__PROBLEMS AND TASKS__
• A. Output the passage of the excerpt on the Draft Recognition Rules starting at "To sum up, we" and ending at "the deficient Codes.".
• B. Name every state whose legislation, according to the excerpt on the Draft Recognition Rules, defines the rights, privileges, responsibilities and liabilities of recognized unions.
• C. In the excerpt on the Draft Recognition Rules, in what year did the trade union at Philips India Ltd. try to negotiate over the sale of its plant to Videocon?

__DOCUMENT EXCERPT__

Two, the dynamics of globalization are such that it would be futile to regulate the “scope of collective bargaining” and those should be left to the parties concerned.  By delimiting the scope of collective bargaining, the Draft Recognition Rules do not provide any radical relief to either party.  

Three, the trade unions or the employers adopt “industrial sanctions” to induce or coerce (as the case may be) the other party to accept “issues” for collective bargaining, and may even resort to legal action in that regard. For example, in 1998, the trade union in Philips India Ltd. tried in vain to negotiate with its management on the issue of the sale of its plant to Videocon, and later, on the issue of reduction of the workforce (the matter ultimately reached the Supreme Court in the case of Sunil Kumar Ghosh and Others vs K. Ram Chandran and Others, (2011) 14 SCC 320). Of course, it is a contestable issue whether the company policy decisions are “proper issues for negotiation”.  But the same should be left to the institutional processes and not be constrained by law.

Incomplete Exercise

There are several other deficiencies manifest in the Draft Recognition Rules. For one, the Union government could have used this opportunity to frame rules on all the pending clauses in the IRC. It could have provided the arithmetic of representatives in the negotiating council as per one for every 20 percent and calculating “for the remainder after calculating the membership on each twenty percent.” (vide section 14(4) of the IRC).

Secondly, in the negotiations by the negotiating council “a majority of the representatives” is required to reach a collective agreement under the Code.  The Draft Recognition Rules should have defined what constitutes a majority: 51% or 66% or some other figure?

Thirdly, while the TUA, a central law, concretely mentions the objects for which the general and the political funds should be spent, the IRC does not.  To have homogenous regulations, the Union government should have included them at least in its rules.

Fourthly, the Draft Recognition Rules have not provided regulations regarding recognition of central trade unions by the Union government. This smacks of ad-hocism.  Perhaps, the Union government will come out with another set of rules to provide for recognition of trade unions by it while the state governments would do so at their level.

Since the IRC does not contain clauses relating to the “rights, privileges, responsibilities and liabilities” of the recognized unions and the council nor did it mention that the rules would prescribe these, as in the case of facilities to be provided to them (see section 14(7) of the IRC), the Draft Recognition Rules do not specify the rights, privileges, responsibilities and liabilities of the recognized unions. On the other hand, these are naturally defined in the corresponding legislations by Maharashtra, Kerala and West Bengal.  This is a grave slip and a huge void.  Perhaps one must wait for the next session of the Parliament for these clauses to be inserted in the IRC.

To sum up, we see another exercise by the State, though very late in the day, which is not comprehensive due to the faults in the source (the IRC), and lack of attention to details. Ad-hoism, a lack of active coordination by the Union government with state governments and union territories, and the absence of social dialogue cause inordinate delay in the implementation of even the deficient Codes.

The legal void is perhaps suitable to the industrial firms given the economic slow-down (in the form of, for instance, non-determination of the statutory national floor-level minimum wages and minimum wages at the state levels). At any rate, the governments are fighting far more urgent battles relating to COVID-19 management. One expects that the State would adopt expansionary fiscal policies to provide far-reaching measures such as direct benefit transfers to millions of informal workers who are untouched by its labour codes. The State and other social partners must do at least these in a competent and comprehensive manner.

(Dr. K R Shyam Sundar is Professor, HRM Area, XLRI, Xavier School of Management, Jamshedpur. The views expressed are personal.)

(Items from a dataset)

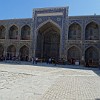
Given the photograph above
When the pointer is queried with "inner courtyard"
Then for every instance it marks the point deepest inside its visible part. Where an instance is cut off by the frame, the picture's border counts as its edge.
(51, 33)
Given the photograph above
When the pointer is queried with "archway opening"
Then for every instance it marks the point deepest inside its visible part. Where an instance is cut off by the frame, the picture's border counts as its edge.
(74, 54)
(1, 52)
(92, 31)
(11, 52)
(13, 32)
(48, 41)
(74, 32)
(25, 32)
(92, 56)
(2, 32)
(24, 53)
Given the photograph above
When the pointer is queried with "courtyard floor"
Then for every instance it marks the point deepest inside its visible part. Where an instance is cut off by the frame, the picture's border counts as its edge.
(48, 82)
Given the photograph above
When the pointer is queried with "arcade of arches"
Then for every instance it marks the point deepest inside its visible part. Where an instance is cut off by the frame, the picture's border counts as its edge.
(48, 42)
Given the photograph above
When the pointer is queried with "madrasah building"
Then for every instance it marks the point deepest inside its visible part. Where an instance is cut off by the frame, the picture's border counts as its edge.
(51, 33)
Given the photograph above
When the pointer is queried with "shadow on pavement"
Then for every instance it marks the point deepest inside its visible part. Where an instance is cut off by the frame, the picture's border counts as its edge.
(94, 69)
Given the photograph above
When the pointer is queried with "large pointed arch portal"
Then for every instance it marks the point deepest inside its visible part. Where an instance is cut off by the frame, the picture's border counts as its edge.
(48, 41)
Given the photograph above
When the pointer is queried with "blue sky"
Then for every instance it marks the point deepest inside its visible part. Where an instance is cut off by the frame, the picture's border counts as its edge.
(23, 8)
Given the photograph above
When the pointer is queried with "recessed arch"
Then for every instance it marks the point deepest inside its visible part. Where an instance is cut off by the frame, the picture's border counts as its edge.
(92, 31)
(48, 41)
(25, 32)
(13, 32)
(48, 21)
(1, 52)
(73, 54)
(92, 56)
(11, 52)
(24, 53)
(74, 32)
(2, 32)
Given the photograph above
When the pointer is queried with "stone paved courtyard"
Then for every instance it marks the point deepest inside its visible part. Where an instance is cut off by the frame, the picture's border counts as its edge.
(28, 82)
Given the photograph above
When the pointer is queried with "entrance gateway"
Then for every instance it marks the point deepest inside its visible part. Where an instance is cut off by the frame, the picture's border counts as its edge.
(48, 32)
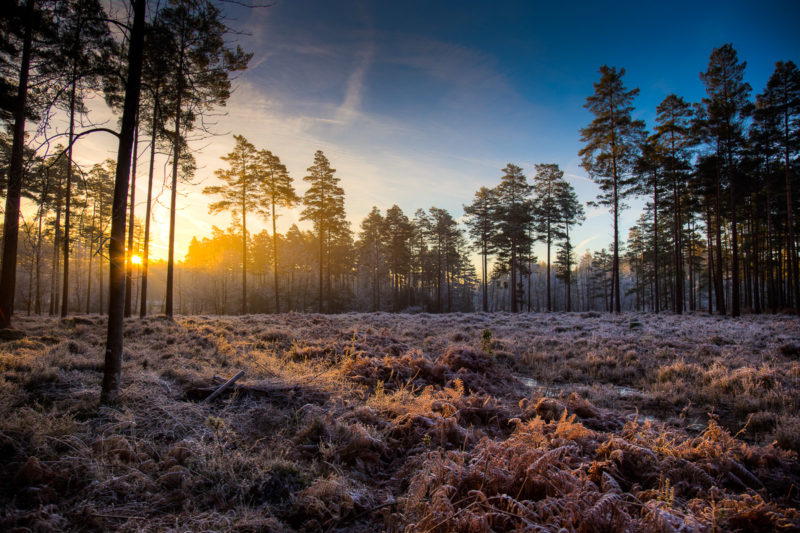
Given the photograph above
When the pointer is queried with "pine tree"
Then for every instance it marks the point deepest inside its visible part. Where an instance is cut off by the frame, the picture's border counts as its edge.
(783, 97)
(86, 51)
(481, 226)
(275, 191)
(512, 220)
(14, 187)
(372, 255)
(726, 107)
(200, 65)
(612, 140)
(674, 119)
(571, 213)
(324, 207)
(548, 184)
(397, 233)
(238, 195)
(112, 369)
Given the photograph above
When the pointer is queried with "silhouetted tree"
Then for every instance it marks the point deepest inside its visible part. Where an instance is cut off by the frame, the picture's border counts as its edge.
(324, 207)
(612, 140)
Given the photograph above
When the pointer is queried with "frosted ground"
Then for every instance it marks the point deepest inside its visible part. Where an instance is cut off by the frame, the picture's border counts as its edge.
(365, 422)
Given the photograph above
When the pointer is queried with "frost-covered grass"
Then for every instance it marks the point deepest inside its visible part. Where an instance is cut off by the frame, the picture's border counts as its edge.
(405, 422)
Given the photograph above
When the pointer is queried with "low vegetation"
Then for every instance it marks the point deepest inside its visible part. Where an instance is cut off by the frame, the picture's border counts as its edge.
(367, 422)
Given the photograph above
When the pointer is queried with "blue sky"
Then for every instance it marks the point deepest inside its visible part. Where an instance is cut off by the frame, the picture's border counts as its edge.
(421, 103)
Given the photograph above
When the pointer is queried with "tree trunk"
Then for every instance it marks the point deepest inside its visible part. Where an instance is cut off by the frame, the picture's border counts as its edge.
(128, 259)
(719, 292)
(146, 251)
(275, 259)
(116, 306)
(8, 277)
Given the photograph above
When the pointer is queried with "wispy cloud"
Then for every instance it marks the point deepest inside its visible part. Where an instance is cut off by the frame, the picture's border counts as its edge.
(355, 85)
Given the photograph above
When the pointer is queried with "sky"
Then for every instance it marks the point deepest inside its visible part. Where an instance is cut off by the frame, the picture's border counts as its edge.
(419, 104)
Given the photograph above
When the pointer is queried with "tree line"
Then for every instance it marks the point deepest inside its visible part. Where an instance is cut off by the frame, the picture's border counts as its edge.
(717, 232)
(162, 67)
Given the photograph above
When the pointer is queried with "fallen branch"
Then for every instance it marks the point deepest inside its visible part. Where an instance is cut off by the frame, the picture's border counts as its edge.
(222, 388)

__EXPECTED OUTPUTS__
• A.
To sum up, we see another exercise by the State, though very late in the day, which is not comprehensive due to the faults in the source (the IRC), and lack of attention to details. Ad-hoism, a lack of active coordination by the Union government with state governments and union territories, and the absence of social dialogue cause inordinate delay in the implementation of even the deficient Codes.

• B. Maharashtra, Kerala, West Bengal

• C. 1998